- _Work instruction A_:
Answer these questions on the Kraken2 forum thread:
(i) Which organism did kraken2 assign the read to?
(ii) Which read trimmer does the first reply name as an example?
(iii) What read quality does the asker report?
- _Work instruction B_: Print the part of the Kraken2 forum thread starting at "Kraken2 • 791" and ending at "trimmomatic or others?".
- _Work instruction C_: Carry on the Kraken2 forum thread from its final line.

Start of Document excerpt

Question

Kraken classified based on 1 mer

0

Entering edit mode

12 weeks ago

Jyoti • 0

I have classified some reads using kraken2. This is one of the lines of the output file that is generated. According to this only 1 mer is used to classify to Bacillus cereus

C       A00804:223:H337FDSX7:1:1108:27706:11115_ACGGATATTGACCTTAGACAAGTAGAA_CGATTG      Bacillus cereus 95/8201 (**taxid 526979**)  215     0:55 1:2 0:11 1:6 0:3 1:5 0:3 1:2 0:11 1:6 0:16 1:6 0:3 1:5 0:2 1:2 0:7 **526979:1** 0:35

This is the fastq read that is corresponding to the above classification.

@A00804:223:H337FDSX7:1:1108:27706:11115_ACGGATATTGACCTTAGACAAGTAGAA_CGATTG kraken:taxid|20467
AAAAAAAAAAAAAAAAAAAAAAAAAAAAAAAAAAAAAAAAAAAAAAAAAAAAAAAAAAAAAAAAAAAAAAAAAAAAAAAAAAACAAAAAAAAAAAAAAAAAAAAAAAAAAAAACAAAAAAAAAAAAAAAAAAAAACAAAAAAAAAAAAAAAAAAAAAAAAAAAAAAAATATTATTTATACATTCTATAACATATAAAAAAAAAAAAAAAATTATA

My question is: why kraken2 classifying this read based on just one mer? How can I filter out such spurious classifications?

Thanks

Kraken2 • 791 views

ADD COMMENT • link updated 12 weeks ago by colindaven 7.0k • written 12 weeks ago by Jyoti • 0

0

Entering edit mode

I would filter out such terrible reads before giving them to a metagenomic classifier. Maybe with a read trimmer like trimmomatic or others?

ADD REPLY • link 12 weeks ago by colindaven 7.0k

0

Entering edit mode

Thank you for the suggestion. The dataset isn't specifically metagenomic; I'm simply looking where the unmapped reads are aligning. The read quality, however, is above 30.

ADD REPLY • link 12 weeks ago by Jyoti • 0

0

Entering edit mode

The read quality, however, is above 30.

End of Document excerpt
Start of Supplied information

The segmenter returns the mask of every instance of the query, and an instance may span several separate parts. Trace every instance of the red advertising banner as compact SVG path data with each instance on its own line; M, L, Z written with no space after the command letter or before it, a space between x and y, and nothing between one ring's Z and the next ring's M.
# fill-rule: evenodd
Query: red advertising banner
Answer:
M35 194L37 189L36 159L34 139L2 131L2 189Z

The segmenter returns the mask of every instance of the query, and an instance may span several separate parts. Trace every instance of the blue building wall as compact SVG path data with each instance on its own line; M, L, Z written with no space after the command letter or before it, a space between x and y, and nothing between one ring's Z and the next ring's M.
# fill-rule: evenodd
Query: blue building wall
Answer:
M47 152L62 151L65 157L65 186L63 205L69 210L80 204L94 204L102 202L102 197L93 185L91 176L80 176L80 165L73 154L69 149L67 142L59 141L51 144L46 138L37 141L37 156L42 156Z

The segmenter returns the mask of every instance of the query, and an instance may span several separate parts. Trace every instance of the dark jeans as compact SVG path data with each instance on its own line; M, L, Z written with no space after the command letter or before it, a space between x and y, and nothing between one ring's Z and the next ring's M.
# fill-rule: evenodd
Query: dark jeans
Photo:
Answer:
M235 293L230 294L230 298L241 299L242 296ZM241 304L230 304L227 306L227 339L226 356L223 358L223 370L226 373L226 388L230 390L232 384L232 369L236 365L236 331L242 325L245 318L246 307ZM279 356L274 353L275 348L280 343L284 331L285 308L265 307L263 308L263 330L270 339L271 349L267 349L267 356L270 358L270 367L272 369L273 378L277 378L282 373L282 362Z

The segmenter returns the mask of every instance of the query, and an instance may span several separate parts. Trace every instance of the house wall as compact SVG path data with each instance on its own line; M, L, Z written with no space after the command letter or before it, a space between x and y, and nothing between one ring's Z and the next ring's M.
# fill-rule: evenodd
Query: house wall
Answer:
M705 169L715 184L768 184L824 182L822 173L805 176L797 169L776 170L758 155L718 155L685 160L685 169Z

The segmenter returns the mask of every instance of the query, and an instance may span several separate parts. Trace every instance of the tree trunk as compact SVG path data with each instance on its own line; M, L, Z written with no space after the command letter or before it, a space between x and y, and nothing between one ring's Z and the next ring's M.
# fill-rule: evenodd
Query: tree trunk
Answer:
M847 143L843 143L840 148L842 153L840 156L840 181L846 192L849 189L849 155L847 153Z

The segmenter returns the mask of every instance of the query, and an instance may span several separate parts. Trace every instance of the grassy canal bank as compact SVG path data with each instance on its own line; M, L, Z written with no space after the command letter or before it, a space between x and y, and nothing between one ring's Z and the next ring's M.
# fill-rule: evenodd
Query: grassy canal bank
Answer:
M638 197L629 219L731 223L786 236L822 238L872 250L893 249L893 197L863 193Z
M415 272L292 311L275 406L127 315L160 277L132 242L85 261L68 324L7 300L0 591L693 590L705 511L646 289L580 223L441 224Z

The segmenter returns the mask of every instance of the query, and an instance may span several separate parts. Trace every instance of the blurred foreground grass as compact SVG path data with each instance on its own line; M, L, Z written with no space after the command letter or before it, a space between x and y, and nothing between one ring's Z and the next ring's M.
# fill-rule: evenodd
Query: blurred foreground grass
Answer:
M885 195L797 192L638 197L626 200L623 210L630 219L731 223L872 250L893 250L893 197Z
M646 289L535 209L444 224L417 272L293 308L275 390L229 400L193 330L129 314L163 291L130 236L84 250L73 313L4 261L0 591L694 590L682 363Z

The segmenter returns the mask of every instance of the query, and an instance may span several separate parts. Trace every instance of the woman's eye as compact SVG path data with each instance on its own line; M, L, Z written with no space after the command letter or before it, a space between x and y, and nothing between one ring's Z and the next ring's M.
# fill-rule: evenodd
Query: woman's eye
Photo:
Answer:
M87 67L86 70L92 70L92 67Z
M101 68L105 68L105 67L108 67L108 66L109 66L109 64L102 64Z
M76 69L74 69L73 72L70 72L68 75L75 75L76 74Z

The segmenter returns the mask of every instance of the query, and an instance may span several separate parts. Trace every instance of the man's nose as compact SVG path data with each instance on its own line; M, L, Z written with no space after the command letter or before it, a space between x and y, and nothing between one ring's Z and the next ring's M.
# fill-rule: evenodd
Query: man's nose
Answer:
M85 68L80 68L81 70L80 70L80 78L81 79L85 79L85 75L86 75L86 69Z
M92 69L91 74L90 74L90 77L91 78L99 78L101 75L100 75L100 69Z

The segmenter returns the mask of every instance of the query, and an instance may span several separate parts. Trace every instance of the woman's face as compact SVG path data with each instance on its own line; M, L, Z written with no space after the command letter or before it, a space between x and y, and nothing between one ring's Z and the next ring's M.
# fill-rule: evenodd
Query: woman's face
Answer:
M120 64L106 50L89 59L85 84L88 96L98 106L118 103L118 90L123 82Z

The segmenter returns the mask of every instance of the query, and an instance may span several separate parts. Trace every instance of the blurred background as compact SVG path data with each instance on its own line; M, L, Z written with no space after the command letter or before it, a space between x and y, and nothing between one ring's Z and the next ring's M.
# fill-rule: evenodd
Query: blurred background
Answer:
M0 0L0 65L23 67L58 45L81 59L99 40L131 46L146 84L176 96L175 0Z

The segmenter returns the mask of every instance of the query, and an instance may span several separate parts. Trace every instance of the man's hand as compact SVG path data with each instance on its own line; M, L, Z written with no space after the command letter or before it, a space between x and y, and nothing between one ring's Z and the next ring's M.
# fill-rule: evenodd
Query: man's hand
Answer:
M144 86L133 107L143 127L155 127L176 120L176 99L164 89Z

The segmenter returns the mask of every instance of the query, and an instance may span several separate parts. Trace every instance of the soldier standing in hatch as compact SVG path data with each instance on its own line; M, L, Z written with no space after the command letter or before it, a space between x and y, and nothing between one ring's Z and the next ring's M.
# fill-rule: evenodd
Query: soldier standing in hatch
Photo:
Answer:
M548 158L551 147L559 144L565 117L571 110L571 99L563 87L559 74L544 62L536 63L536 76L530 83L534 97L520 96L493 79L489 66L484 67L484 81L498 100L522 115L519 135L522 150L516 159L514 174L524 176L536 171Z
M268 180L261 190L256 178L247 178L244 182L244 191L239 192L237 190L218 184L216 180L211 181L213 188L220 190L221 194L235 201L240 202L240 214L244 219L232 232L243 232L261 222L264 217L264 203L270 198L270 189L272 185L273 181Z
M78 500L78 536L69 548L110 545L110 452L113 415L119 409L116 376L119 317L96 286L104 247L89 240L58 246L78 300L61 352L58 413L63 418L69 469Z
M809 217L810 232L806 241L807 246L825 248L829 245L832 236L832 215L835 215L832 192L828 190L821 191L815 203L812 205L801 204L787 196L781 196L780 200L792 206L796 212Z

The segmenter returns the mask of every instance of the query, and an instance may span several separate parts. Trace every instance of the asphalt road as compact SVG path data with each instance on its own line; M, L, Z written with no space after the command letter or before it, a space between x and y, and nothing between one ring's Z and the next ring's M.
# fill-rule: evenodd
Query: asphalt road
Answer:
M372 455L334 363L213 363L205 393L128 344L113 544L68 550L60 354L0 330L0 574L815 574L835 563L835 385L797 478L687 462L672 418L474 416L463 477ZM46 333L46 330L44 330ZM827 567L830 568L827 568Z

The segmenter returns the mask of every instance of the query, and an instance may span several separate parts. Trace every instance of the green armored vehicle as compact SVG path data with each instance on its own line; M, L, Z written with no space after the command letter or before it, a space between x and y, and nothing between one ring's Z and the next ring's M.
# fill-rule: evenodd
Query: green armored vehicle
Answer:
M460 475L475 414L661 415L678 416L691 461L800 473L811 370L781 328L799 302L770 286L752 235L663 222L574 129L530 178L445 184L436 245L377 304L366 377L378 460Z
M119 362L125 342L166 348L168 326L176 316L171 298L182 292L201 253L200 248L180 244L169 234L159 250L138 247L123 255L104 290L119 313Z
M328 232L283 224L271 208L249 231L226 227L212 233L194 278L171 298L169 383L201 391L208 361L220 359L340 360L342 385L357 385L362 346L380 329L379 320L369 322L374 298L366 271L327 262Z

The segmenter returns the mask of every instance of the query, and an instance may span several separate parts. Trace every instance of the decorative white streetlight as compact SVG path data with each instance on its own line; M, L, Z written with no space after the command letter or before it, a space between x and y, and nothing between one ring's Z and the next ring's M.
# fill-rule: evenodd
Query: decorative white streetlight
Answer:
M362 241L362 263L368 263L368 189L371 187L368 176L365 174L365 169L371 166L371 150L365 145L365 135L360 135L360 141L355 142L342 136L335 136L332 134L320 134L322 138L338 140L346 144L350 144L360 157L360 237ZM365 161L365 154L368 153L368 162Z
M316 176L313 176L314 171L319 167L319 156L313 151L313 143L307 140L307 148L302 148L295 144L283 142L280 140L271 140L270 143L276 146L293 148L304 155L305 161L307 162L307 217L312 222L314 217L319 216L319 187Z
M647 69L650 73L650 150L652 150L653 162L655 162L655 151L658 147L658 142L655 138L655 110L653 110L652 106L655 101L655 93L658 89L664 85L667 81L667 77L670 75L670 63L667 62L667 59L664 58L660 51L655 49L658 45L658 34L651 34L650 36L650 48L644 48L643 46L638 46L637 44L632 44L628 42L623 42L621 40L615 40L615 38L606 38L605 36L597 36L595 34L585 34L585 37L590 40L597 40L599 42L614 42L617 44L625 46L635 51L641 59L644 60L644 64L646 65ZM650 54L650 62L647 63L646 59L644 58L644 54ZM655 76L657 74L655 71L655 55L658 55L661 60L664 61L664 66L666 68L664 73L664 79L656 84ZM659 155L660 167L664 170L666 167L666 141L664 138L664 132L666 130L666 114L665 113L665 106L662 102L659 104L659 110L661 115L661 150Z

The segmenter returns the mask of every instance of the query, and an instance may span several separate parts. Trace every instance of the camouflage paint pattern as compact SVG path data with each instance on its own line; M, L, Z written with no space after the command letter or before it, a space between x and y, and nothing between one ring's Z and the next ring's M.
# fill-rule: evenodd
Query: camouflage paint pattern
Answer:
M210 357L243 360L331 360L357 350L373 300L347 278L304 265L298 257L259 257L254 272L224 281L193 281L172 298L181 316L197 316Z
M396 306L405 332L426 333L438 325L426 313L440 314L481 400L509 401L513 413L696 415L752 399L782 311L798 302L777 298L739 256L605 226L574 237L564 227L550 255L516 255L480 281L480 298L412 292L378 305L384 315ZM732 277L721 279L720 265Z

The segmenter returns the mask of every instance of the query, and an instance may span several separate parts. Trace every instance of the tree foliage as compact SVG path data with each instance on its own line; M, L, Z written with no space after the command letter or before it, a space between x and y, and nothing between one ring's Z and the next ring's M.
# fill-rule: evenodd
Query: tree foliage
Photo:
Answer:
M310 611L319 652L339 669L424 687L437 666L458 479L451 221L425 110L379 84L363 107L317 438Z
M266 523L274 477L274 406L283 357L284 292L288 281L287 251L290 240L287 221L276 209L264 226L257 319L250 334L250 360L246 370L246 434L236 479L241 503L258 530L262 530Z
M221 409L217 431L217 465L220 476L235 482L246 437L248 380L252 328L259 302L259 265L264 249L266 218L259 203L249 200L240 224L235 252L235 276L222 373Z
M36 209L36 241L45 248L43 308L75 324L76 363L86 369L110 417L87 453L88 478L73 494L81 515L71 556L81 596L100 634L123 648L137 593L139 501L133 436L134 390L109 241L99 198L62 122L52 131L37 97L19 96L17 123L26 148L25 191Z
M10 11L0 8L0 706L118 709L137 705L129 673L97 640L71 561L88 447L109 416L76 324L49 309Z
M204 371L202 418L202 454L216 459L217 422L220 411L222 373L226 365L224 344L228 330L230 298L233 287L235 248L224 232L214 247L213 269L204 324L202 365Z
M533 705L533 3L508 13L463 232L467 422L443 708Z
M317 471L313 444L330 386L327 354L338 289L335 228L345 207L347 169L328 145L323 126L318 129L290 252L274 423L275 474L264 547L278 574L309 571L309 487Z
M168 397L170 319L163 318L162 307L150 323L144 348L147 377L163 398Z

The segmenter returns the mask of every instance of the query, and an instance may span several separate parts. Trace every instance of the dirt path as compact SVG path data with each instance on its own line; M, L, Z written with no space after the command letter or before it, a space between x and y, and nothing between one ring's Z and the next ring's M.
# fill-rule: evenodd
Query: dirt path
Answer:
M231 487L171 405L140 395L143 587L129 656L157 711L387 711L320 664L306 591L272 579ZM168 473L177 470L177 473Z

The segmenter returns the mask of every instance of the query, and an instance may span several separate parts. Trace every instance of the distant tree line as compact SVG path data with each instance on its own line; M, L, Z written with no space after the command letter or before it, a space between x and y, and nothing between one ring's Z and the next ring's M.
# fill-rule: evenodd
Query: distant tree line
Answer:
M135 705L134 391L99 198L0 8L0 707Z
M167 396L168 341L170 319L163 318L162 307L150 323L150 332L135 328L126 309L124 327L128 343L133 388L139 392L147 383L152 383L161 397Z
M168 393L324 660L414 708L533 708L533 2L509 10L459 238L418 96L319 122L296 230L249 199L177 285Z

End of Supplied information

- _Response area A_:
(i) Bacillus cereus 95/8201 (taxid 526979)
(ii) Trimmomatic
(iii) Above 30

- _Response area B_:
Kraken2 • 791 views

ADD COMMENT • link updated 12 weeks ago by colindaven 7.0k • written 12 weeks ago by Jyoti • 0

0

Entering edit mode

I would filter out such terrible reads before giving them to a metagenomic classifier. Maybe with a read trimmer like trimmomatic or others?

- _Response area C_:
That may be but do you think a read that is mostly poly-A is going to provide any diagnostic information as to which organismal genome it may be from.

ADD REPLY • link 12 weeks ago by GenoMax 148k

0

Entering edit mode

True. I don't think it will. Thanks for your suggestion.

ADD REPLY • link 12 weeks ago by Jyoti • 0

0

Entering edit mode

Don't always believe sequencer quality scores - here is a nice writeup - https://sequencing.qcfail.com/articles/illumina-2-colour-chemistry-can-overcall-high-confidence-g-bases/

ADD REPLY • link 12 weeks ago by colindaven 7.0k

score 1 · Answer 1 · 2024-09-28

I recommend using the confidence flag for Kraken2; otherwise, it can generate wildly inconsistent results depending on the input.

Like the one you notice, which is ludicrously incorrect.

It ought to be unacceptable for a classifier to call a read as coming from Bacillus Cereus just because a single kmer out of 36 matched that genus. This shows that the tool was designed with high recall and low specificity.